YOUR INSTRUCTIONS:
Find every line of the listing below where "rocky" appears, and copy it.

RECORDS FOR THE TASK:
━━━━━━━━

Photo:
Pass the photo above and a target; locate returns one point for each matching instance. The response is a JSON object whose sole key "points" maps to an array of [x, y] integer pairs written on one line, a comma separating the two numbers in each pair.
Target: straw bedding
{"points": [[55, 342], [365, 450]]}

━━━━━━━━

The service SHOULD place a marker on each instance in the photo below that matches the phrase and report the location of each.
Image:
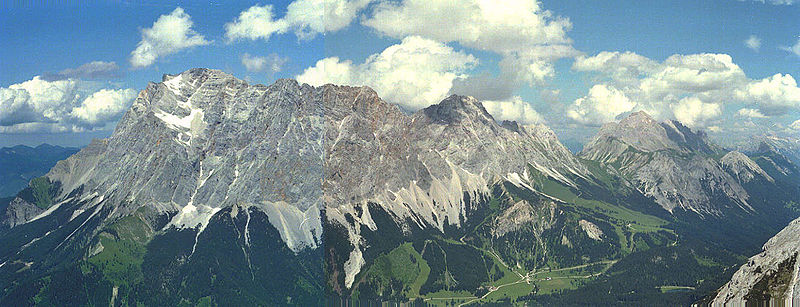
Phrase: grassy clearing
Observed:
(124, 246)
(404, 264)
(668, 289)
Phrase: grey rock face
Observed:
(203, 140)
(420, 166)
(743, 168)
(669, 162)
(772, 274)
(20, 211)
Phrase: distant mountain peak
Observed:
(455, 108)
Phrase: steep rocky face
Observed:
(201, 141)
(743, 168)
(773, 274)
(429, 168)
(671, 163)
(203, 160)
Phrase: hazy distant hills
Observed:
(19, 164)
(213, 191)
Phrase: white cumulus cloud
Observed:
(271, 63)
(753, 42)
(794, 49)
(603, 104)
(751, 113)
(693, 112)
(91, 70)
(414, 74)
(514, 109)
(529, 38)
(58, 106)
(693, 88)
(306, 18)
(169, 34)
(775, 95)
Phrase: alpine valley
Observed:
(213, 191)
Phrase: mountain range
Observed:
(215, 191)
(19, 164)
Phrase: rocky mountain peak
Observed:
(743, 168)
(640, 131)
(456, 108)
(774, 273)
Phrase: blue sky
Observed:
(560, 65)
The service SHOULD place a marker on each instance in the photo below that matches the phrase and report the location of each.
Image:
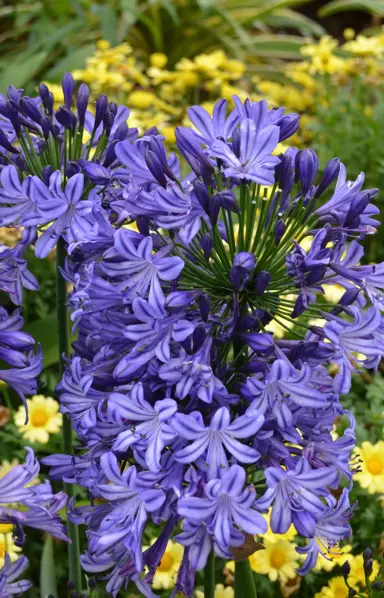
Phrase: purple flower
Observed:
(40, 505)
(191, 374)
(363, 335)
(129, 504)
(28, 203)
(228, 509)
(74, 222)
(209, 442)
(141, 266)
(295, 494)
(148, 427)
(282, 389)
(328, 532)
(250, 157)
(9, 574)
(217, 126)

━━━━━━━━

WRITTEN RESPONSE:
Phrase: steep rocky face
Phrase: rocky mountain peak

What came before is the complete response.